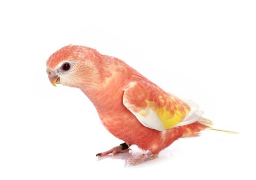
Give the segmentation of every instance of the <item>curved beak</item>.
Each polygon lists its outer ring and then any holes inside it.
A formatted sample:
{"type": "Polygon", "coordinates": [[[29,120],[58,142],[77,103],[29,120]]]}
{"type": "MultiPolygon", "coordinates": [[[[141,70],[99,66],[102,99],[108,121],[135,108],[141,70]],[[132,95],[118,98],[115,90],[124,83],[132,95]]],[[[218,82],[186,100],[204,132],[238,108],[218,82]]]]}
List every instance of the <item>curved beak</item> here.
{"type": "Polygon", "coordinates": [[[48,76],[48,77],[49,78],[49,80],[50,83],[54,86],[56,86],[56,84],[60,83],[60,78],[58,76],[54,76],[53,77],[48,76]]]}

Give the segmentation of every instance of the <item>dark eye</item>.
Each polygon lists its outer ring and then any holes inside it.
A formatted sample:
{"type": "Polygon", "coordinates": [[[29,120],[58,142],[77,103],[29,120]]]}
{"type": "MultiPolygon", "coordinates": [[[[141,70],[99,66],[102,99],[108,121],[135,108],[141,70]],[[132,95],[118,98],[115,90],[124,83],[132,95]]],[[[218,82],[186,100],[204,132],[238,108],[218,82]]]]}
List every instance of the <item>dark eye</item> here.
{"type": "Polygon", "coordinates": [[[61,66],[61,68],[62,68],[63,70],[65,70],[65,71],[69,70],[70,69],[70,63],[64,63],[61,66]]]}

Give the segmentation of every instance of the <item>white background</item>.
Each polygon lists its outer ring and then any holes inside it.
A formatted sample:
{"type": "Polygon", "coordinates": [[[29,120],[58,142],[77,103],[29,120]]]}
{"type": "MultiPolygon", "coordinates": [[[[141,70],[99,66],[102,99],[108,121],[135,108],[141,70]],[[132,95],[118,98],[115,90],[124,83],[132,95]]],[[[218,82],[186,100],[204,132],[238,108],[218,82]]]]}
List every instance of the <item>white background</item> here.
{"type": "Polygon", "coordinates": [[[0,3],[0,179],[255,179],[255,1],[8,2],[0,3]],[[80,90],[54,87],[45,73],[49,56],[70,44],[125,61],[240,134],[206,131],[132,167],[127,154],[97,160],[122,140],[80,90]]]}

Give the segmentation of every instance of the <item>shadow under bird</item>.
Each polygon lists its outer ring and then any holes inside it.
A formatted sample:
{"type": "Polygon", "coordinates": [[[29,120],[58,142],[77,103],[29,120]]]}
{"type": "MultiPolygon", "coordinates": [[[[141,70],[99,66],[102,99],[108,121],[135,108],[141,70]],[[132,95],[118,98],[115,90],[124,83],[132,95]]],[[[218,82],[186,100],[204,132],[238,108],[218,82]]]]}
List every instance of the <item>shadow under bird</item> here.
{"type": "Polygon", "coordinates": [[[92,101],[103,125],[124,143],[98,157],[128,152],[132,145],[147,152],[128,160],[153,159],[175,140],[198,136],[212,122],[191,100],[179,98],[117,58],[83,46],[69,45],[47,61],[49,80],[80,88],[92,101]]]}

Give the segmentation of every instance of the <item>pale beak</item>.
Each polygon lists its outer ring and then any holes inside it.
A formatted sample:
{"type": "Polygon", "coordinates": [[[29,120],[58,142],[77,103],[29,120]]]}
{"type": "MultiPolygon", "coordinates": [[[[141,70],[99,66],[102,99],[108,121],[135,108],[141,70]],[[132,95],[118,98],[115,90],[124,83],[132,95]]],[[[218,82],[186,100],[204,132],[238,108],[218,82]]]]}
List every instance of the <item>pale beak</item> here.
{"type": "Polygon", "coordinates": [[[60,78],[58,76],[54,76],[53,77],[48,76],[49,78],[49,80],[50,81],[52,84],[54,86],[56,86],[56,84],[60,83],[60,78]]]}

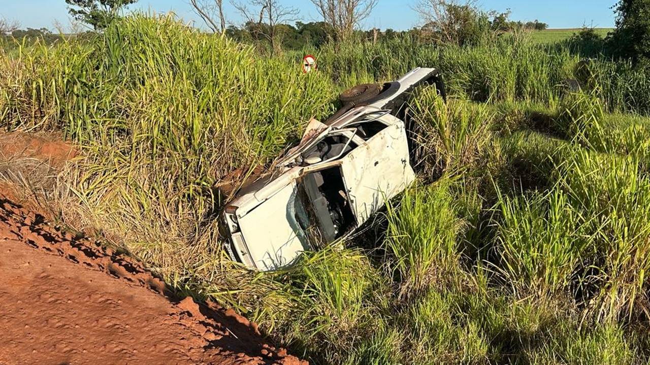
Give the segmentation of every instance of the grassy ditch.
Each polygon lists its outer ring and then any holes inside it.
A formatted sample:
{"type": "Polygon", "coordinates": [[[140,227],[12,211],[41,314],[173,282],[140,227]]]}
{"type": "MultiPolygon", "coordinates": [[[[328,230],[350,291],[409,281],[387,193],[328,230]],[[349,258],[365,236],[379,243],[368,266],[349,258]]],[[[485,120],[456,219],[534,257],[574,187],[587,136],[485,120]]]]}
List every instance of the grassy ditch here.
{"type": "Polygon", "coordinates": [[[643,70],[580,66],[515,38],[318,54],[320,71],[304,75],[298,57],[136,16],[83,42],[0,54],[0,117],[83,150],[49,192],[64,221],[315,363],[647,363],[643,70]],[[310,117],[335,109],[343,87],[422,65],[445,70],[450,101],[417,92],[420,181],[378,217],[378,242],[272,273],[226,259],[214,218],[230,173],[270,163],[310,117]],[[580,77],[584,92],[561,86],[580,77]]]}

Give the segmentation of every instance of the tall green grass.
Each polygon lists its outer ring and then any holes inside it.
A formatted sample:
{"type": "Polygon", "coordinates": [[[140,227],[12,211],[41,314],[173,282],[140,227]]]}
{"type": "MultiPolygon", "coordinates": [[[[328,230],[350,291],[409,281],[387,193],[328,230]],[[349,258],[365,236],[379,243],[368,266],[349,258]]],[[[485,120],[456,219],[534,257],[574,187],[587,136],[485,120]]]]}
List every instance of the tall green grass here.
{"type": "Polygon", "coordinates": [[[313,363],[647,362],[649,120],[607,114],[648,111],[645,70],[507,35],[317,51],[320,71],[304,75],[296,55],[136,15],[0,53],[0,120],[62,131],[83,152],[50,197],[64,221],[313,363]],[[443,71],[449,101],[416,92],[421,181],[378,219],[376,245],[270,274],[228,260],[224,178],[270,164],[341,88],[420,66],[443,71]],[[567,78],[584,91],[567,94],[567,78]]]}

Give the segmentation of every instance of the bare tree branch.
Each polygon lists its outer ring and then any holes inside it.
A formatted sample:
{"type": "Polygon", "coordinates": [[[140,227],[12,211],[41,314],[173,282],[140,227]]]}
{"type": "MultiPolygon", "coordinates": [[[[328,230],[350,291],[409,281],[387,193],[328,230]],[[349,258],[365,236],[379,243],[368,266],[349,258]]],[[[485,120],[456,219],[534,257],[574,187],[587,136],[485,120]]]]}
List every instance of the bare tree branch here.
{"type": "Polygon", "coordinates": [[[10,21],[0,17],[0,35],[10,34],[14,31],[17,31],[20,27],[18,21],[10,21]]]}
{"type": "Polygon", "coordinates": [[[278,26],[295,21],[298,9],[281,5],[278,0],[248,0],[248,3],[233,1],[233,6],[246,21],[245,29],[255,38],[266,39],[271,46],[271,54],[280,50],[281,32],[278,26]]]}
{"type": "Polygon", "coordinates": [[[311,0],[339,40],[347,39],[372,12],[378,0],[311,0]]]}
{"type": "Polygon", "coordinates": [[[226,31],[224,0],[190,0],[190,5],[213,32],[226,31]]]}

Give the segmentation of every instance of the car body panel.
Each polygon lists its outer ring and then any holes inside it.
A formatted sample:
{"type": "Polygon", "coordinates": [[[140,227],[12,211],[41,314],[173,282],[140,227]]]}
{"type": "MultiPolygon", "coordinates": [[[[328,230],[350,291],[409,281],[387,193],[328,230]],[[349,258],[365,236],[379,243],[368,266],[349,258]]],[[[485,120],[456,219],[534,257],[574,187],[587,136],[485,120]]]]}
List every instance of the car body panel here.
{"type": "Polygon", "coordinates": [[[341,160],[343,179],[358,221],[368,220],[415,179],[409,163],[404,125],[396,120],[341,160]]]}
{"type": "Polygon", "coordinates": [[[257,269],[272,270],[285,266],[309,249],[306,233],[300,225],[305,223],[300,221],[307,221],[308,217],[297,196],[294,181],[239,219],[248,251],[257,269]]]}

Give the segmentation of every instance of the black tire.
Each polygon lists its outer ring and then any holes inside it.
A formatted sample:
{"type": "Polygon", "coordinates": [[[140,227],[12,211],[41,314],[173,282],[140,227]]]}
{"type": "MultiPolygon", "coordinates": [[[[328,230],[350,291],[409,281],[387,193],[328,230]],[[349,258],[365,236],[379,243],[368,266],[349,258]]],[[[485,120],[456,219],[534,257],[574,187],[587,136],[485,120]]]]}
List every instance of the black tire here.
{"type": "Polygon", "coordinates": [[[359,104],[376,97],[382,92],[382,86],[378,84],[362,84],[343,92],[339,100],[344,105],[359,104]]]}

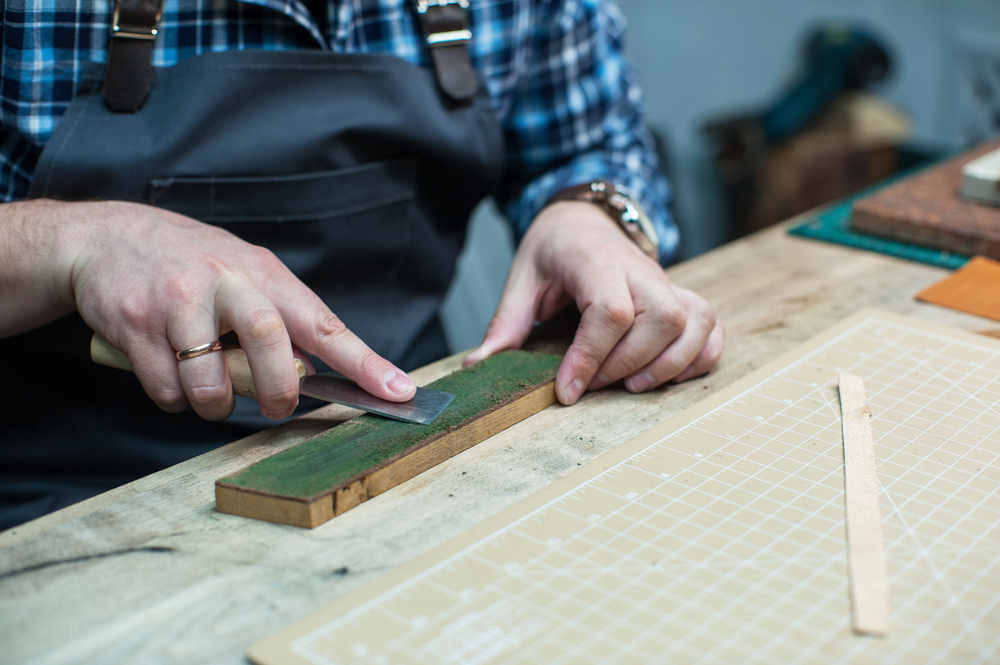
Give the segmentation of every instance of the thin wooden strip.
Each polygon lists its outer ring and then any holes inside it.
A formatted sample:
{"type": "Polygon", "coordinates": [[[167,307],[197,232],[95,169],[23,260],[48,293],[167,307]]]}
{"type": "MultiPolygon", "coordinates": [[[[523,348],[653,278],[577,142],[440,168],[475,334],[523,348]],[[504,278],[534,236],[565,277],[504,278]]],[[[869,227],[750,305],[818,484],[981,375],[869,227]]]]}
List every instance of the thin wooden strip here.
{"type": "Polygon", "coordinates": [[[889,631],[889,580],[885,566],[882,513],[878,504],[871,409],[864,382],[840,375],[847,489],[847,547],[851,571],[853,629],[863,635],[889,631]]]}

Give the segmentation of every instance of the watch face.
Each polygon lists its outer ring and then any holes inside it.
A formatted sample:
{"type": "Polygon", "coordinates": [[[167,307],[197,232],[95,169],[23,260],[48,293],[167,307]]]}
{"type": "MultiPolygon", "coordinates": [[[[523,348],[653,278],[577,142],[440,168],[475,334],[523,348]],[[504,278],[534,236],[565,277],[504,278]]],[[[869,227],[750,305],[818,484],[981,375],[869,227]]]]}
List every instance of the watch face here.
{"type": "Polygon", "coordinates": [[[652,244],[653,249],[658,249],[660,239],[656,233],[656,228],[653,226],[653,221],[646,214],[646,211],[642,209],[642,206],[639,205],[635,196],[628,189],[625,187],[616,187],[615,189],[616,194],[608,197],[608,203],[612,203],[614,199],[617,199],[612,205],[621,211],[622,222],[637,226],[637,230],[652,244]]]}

——

Copy exactly the lines of the listing above, beginning at the line with "Give the segmentation of every instance of the thin" and ending at its final line; write out nothing else.

Give the segmentation of every instance of the thin wooden strip.
Each polygon lists its outer ring and then any holes inside it.
A formatted sample:
{"type": "Polygon", "coordinates": [[[167,307],[197,232],[95,169],[23,260],[48,293],[167,307]]]}
{"type": "MultiPolygon", "coordinates": [[[[523,348],[653,278],[577,142],[440,168],[475,334],[523,348]],[[504,278],[534,236],[565,277],[504,278]]],[[[869,227],[750,305],[818,484],[981,375],[869,227]]]]}
List every instance of the thin wooden strip here.
{"type": "Polygon", "coordinates": [[[889,631],[889,580],[885,566],[882,513],[878,504],[871,409],[864,382],[840,375],[847,489],[847,547],[851,571],[853,629],[863,635],[889,631]]]}

Give the segmentation of every instance of the watch face.
Each polygon lists its outer ring and then any holes inside it.
A formatted sample:
{"type": "Polygon", "coordinates": [[[167,307],[197,232],[95,169],[23,260],[48,293],[167,307]]]}
{"type": "MultiPolygon", "coordinates": [[[[523,348],[653,278],[577,142],[440,168],[475,334],[523,348]],[[504,278],[534,236],[565,277],[504,278]]],[[[869,227],[750,305],[818,484],[981,375],[869,227]]]]}
List every instance of the watch face here.
{"type": "Polygon", "coordinates": [[[652,244],[653,249],[658,249],[660,239],[656,233],[656,228],[653,226],[653,221],[646,214],[646,211],[642,209],[642,206],[639,205],[635,196],[628,189],[625,187],[616,187],[615,189],[616,194],[608,197],[608,203],[612,203],[614,199],[617,199],[612,205],[621,211],[622,222],[637,226],[637,230],[652,244]]]}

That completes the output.